Data lines:
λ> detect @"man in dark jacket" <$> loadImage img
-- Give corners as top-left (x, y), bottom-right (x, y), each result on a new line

* * *

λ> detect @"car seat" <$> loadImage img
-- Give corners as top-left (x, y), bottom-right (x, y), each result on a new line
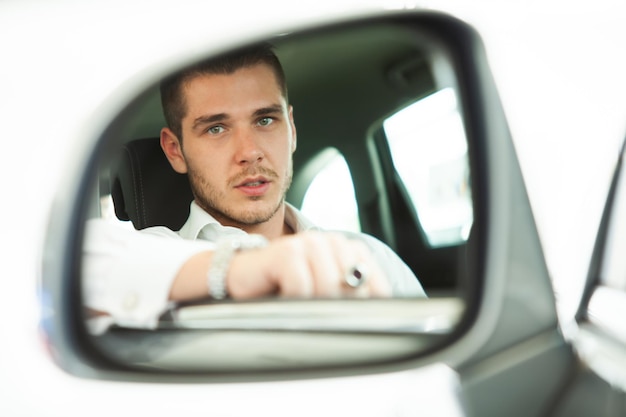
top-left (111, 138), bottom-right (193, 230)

---

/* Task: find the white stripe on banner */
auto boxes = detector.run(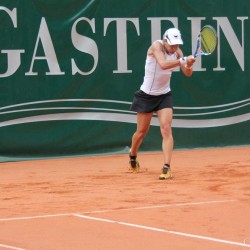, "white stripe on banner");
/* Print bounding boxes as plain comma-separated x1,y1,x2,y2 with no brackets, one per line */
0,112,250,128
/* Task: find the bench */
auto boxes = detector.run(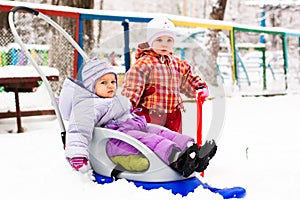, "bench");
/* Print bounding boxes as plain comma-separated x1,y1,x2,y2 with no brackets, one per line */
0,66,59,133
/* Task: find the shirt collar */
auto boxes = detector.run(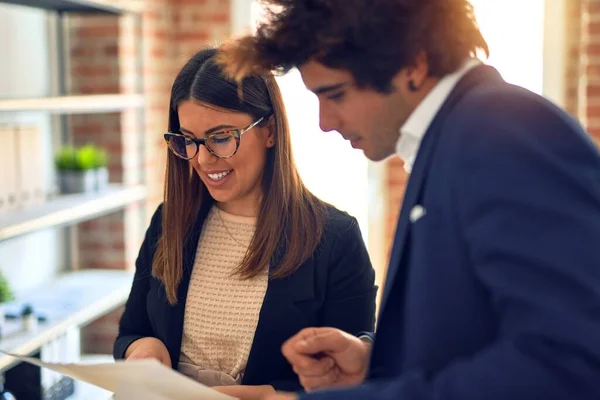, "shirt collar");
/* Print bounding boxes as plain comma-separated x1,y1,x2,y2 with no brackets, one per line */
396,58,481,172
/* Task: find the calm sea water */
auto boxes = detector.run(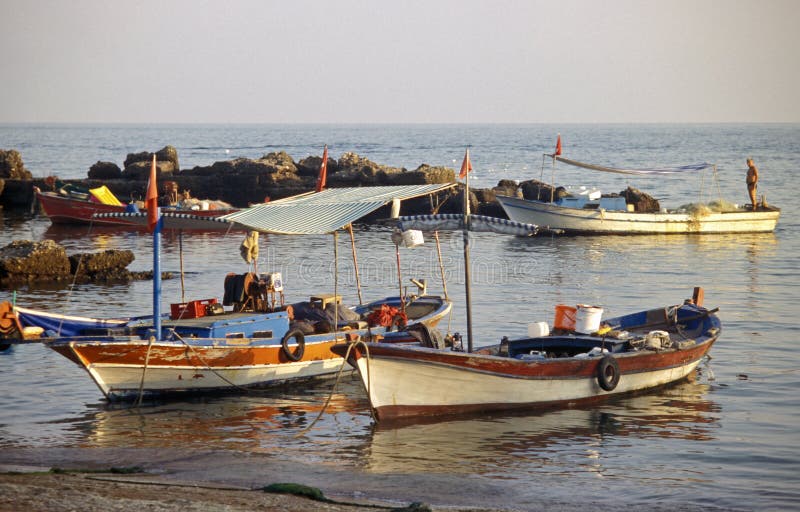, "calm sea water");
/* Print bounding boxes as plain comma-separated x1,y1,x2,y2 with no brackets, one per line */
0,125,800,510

Problem requirements:
Please show, in full, every line of the data above that contains the string "Task". Case counts.

Final result:
/* Task: find the white stripe on banner */
/* Task: find the bench */
/* Task: find the shirt collar */
/* Task: find the calm sea water */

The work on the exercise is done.